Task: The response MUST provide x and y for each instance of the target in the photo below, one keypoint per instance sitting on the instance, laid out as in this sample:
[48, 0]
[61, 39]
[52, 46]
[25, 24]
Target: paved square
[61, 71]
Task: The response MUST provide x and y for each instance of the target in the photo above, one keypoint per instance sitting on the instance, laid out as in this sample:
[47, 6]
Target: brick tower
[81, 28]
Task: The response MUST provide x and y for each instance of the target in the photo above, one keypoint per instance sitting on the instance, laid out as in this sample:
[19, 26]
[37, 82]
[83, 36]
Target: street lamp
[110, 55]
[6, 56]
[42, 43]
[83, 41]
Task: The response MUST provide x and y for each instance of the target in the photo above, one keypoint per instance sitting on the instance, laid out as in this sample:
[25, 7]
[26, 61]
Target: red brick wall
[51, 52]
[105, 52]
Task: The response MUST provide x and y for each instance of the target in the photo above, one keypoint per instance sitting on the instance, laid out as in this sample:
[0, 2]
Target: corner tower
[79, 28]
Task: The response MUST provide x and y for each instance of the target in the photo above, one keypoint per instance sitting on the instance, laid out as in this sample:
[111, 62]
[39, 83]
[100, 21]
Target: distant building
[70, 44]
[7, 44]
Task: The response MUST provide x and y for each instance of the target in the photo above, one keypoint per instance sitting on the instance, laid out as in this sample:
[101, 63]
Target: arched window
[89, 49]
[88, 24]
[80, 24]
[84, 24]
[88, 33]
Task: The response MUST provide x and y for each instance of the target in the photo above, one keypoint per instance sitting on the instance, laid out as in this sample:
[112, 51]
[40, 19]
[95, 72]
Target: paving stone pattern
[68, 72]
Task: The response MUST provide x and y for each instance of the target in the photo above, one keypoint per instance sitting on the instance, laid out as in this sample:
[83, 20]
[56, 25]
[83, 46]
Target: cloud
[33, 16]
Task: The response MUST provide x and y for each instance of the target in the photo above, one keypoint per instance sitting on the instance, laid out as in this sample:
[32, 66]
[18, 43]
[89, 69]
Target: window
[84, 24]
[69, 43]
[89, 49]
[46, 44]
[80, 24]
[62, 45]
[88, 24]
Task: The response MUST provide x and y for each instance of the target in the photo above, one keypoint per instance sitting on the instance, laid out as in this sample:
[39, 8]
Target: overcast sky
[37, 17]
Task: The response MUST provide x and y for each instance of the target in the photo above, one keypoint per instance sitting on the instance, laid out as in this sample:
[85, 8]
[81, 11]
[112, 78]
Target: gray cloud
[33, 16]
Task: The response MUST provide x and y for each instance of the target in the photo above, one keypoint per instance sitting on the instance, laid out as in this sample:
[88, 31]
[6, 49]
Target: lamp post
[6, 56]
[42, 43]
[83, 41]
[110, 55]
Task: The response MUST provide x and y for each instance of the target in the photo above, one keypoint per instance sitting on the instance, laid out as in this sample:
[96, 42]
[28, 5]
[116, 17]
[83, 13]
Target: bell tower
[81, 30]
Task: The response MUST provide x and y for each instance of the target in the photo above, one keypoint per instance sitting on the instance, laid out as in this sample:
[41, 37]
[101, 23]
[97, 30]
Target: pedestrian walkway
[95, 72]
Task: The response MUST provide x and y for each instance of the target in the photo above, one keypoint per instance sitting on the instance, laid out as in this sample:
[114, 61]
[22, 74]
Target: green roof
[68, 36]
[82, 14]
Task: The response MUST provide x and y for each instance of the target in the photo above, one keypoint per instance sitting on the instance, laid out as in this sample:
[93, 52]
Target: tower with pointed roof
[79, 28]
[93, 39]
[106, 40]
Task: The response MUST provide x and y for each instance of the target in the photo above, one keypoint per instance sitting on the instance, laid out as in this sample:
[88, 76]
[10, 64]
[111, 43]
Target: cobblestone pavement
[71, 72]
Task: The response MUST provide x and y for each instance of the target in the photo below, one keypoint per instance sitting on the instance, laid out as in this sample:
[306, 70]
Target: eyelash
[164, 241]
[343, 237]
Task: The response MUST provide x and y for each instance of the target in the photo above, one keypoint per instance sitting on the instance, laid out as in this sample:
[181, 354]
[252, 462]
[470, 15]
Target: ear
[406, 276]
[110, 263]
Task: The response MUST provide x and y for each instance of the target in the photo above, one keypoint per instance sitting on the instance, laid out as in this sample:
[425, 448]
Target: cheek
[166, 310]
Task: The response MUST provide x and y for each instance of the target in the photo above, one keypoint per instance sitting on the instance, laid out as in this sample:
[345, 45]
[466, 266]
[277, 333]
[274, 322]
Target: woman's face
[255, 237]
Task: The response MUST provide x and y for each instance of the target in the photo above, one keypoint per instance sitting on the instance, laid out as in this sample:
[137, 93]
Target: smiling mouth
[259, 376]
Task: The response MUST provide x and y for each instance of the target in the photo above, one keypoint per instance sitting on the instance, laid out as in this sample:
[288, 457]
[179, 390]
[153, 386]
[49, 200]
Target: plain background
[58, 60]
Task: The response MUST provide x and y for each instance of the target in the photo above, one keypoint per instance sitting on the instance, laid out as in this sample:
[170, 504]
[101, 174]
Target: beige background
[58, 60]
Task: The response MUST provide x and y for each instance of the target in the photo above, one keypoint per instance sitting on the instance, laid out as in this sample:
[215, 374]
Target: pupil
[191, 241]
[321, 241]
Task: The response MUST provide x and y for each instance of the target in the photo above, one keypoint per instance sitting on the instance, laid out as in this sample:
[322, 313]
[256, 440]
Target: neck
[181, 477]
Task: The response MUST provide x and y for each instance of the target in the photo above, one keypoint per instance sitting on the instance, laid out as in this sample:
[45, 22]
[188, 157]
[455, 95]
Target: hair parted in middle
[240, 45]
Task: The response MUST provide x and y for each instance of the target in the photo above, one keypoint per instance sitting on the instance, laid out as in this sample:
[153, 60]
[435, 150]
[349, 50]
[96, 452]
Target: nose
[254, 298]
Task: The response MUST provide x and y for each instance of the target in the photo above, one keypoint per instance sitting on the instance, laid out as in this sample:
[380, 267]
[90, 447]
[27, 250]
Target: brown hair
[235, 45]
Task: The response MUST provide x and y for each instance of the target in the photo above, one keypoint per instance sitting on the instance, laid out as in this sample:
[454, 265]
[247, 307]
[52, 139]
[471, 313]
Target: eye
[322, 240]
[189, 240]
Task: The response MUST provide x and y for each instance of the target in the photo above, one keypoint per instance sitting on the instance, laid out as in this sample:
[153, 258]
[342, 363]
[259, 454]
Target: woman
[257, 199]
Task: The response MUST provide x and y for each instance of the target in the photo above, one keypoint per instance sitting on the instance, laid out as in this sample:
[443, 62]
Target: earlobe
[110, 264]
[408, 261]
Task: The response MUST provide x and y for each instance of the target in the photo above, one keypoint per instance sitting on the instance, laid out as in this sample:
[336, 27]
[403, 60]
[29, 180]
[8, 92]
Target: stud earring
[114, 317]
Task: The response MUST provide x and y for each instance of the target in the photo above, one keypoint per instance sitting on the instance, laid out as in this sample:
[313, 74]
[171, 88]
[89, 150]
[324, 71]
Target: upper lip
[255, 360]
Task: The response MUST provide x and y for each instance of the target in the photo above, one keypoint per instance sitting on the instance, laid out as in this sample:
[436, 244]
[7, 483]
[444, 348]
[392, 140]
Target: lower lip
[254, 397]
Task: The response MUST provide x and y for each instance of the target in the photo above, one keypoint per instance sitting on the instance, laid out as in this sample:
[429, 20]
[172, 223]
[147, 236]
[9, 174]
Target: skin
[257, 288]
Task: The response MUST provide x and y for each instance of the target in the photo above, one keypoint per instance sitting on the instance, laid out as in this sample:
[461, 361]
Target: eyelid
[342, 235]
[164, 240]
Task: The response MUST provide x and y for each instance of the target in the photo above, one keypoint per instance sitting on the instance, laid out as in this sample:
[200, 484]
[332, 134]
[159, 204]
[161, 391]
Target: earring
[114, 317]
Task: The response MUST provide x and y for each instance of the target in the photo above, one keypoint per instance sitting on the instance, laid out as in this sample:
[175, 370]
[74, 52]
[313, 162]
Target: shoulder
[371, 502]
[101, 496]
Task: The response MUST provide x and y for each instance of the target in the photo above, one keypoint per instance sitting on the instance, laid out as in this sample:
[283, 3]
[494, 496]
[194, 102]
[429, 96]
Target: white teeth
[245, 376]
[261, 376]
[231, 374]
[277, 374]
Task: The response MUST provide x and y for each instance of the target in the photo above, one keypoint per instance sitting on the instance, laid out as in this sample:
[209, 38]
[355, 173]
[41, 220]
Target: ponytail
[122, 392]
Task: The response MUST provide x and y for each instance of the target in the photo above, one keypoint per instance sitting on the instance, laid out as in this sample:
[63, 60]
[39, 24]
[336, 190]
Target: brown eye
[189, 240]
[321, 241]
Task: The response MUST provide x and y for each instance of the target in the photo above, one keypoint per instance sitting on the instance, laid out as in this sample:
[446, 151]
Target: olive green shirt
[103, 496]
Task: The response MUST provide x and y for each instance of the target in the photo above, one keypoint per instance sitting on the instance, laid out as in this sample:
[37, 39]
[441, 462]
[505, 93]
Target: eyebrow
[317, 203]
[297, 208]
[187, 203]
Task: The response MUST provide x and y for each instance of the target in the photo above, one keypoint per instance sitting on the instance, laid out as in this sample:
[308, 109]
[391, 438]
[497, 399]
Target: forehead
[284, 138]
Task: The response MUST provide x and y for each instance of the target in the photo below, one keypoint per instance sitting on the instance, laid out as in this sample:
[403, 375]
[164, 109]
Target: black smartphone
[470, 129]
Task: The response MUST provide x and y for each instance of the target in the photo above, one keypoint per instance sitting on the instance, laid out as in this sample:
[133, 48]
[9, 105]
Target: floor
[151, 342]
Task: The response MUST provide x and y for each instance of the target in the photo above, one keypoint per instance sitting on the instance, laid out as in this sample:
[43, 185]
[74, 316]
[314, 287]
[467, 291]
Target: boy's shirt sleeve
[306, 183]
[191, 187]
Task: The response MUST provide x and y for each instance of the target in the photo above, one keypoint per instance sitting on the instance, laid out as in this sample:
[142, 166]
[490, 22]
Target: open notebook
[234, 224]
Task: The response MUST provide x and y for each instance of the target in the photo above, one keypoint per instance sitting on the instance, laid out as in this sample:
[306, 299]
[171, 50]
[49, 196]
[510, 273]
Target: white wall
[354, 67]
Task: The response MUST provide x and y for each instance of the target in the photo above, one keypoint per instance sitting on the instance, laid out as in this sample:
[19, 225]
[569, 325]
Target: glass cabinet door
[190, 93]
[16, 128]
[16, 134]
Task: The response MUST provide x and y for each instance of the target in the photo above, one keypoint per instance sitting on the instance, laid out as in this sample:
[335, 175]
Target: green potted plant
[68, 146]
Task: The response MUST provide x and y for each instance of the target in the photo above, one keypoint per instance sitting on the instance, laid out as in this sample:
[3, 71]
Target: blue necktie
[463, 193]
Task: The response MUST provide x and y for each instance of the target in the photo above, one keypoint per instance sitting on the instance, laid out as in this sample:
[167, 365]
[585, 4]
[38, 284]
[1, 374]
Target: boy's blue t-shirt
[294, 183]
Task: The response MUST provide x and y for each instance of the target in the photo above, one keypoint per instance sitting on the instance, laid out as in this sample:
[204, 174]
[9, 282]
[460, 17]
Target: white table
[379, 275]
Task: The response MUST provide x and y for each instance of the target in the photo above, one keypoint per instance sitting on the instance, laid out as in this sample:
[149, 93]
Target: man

● **WHAT TO WORK ON**
An exact, line-for-line copy is required: from the line containing "Target: blue necktie" through the final line of the listing above, both included, with nothing else.

● **TASK RESULT**
Target: blue necktie
[463, 193]
Task: The response MUST provide x and y for each instance of the target in the photo above, one keypoint per instance sitting on the instance, laid out as in this sample:
[167, 365]
[585, 4]
[38, 284]
[1, 374]
Target: boy's blue t-shirt
[294, 183]
Task: The response MUST provide x and y for each instance of the target in the photo above, one keypoint per instance sitting on the instance, laid out as in this sample:
[204, 174]
[9, 282]
[460, 17]
Target: white table
[379, 275]
Task: The response MUST provide x and y for each instance of the target in the photo above, one keypoint per instance sitting on the instance, laid out as in this sample:
[149, 93]
Target: man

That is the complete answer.